Render the data from its first line through the line containing "[0,215,11,282]", both included, as a JSON list of strings with one string per line and blank lines left out.

-- begin DATASET EXTRACT --

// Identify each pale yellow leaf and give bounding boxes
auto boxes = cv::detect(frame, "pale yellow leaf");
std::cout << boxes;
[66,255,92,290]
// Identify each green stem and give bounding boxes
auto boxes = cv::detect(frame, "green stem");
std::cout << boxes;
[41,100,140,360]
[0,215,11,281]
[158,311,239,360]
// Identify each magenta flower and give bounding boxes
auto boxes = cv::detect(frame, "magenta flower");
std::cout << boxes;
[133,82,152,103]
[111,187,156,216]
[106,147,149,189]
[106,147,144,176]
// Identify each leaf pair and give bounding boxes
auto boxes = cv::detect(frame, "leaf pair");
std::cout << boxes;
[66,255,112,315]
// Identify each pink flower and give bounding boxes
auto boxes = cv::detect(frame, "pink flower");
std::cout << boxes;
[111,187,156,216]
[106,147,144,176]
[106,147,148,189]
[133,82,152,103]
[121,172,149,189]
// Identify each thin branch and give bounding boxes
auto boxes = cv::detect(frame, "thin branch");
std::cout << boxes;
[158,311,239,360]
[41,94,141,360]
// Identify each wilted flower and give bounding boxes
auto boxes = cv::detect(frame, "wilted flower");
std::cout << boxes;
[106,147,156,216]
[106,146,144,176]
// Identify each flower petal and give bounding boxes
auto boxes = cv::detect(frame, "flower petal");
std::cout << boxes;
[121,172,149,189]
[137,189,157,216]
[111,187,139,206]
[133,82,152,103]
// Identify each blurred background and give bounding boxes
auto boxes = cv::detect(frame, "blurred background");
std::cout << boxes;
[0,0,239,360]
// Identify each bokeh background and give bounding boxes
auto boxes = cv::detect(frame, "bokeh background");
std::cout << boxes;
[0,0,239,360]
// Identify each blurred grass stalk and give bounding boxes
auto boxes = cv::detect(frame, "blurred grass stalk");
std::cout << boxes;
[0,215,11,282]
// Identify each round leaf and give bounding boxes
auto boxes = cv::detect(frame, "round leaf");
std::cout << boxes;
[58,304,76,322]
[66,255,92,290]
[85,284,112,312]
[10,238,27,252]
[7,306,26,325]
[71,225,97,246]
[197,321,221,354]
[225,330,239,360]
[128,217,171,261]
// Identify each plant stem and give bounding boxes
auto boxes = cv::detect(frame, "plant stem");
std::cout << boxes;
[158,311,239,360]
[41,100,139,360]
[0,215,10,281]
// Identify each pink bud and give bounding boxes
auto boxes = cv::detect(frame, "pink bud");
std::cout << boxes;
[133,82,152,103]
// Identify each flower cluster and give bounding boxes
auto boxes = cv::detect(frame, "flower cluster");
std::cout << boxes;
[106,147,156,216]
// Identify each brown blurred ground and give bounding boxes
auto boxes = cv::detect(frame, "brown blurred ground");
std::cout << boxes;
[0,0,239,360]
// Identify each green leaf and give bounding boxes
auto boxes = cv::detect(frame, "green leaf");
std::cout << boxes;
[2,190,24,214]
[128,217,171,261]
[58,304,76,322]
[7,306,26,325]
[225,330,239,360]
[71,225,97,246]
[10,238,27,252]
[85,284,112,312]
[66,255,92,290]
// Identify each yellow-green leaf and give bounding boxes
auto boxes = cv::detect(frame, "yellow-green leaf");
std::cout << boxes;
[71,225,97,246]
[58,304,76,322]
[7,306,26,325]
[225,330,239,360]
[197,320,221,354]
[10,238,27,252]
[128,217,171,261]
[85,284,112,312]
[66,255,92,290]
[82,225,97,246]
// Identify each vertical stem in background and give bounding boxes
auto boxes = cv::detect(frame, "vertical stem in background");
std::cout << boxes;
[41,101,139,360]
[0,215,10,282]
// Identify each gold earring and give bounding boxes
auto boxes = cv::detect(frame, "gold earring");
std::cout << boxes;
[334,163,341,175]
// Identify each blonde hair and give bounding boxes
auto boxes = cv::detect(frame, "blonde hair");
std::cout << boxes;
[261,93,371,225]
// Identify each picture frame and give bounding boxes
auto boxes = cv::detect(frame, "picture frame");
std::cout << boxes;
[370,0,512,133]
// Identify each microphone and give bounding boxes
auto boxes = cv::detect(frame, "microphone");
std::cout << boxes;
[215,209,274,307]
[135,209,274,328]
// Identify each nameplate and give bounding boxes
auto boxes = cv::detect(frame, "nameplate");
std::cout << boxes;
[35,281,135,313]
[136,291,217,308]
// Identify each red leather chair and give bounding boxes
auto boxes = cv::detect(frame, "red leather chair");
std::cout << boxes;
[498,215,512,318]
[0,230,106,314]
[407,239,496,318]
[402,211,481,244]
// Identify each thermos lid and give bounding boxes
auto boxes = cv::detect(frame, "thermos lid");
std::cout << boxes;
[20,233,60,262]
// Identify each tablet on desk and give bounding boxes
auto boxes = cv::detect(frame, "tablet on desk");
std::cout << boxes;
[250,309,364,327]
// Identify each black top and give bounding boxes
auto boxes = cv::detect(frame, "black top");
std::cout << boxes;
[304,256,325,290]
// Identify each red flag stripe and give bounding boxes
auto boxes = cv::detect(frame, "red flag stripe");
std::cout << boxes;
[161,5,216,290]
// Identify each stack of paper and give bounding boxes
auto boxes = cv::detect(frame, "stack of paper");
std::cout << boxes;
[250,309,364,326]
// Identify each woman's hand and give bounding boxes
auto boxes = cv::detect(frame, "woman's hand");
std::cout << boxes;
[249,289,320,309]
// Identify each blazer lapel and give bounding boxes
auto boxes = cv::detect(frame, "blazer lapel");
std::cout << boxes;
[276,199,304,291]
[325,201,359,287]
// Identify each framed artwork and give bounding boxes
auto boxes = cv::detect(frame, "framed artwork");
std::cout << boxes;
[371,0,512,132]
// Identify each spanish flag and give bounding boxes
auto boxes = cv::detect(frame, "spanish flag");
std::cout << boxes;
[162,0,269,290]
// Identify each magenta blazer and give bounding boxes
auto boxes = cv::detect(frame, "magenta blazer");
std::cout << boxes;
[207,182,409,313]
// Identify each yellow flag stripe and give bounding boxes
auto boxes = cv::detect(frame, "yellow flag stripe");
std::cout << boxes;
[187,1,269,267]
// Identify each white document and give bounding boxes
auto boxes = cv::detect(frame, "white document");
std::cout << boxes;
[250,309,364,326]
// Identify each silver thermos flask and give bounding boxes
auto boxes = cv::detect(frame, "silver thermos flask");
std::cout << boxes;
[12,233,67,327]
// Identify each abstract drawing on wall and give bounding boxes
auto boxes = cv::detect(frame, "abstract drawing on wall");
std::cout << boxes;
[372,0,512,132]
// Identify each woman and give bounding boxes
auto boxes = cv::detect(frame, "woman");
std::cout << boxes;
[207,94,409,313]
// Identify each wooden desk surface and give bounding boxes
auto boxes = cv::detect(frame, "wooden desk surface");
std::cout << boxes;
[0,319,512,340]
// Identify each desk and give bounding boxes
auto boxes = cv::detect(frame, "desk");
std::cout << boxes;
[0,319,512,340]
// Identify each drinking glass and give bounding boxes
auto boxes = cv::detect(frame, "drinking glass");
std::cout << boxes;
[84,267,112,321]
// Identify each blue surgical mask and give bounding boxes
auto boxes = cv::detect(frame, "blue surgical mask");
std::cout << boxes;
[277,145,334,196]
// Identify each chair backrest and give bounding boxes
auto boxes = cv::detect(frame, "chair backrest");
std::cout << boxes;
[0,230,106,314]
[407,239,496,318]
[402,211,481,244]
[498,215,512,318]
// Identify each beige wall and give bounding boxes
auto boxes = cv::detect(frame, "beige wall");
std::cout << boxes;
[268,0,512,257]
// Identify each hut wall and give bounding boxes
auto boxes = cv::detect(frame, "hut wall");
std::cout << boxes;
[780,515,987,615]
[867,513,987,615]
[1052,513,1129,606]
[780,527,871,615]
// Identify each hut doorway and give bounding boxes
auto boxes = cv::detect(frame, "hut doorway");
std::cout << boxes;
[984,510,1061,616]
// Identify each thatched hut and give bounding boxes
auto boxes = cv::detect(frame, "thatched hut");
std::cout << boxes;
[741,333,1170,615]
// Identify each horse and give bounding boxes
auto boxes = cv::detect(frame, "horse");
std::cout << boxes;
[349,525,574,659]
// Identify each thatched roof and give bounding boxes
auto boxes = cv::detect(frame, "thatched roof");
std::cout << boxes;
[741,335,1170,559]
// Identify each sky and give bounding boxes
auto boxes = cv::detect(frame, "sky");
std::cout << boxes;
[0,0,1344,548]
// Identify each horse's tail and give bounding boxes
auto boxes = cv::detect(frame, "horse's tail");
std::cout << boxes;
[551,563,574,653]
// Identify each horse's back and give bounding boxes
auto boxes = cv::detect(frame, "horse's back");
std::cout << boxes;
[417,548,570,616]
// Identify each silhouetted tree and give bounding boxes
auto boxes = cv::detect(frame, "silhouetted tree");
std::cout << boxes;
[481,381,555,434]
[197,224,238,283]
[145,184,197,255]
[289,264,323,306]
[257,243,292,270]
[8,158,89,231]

-- end DATASET EXTRACT --

**SOLUTION BELOW**
[
  "// Identify each pale yellow leaf and give bounding boxes",
  "auto boxes = cv::detect(frame, \"pale yellow leaf\");",
  "std::cout << boxes;",
  "[66,255,92,290]",
  "// Identify each green stem and give bounding boxes",
  "auto boxes = cv::detect(frame, \"green stem\");",
  "std::cout << boxes;",
  "[41,100,140,360]",
  "[0,215,11,281]",
  "[158,311,239,360]",
  "// Identify each magenta flower and give bounding boxes",
  "auto boxes = cv::detect(frame, \"magenta flower\");",
  "std::cout << boxes;",
  "[133,82,152,103]",
  "[111,187,156,216]",
  "[106,147,149,189]",
  "[106,147,144,176]",
  "// Identify each leaf pair and give bounding boxes",
  "auto boxes = cv::detect(frame, \"leaf pair\");",
  "std::cout << boxes;",
  "[66,255,112,315]",
  "// Identify each pink flower and give bounding boxes",
  "auto boxes = cv::detect(frame, \"pink flower\");",
  "std::cout << boxes;",
  "[111,187,156,216]",
  "[106,147,144,176]",
  "[106,147,148,189]",
  "[133,82,152,103]",
  "[121,172,149,189]",
  "// Identify each thin branch and give bounding boxes",
  "auto boxes = cv::detect(frame, \"thin branch\");",
  "std::cout << boxes;",
  "[158,311,239,360]",
  "[41,94,141,360]",
  "// Identify each wilted flower and give bounding boxes",
  "auto boxes = cv::detect(frame, \"wilted flower\");",
  "std::cout << boxes;",
  "[106,147,156,216]",
  "[106,146,144,176]",
  "// Identify each flower petal and give bounding boxes",
  "auto boxes = cv::detect(frame, \"flower petal\");",
  "std::cout << boxes;",
  "[121,172,149,189]",
  "[137,189,157,216]",
  "[111,187,139,206]",
  "[133,82,152,103]",
  "// Identify each blurred background and give bounding boxes",
  "auto boxes = cv::detect(frame, \"blurred background\");",
  "std::cout << boxes;",
  "[0,0,239,360]",
  "// Identify each bokeh background and give bounding boxes",
  "auto boxes = cv::detect(frame, \"bokeh background\");",
  "std::cout << boxes;",
  "[0,0,239,360]",
  "// Identify each blurred grass stalk and give bounding boxes",
  "auto boxes = cv::detect(frame, \"blurred grass stalk\");",
  "std::cout << boxes;",
  "[0,215,11,282]"
]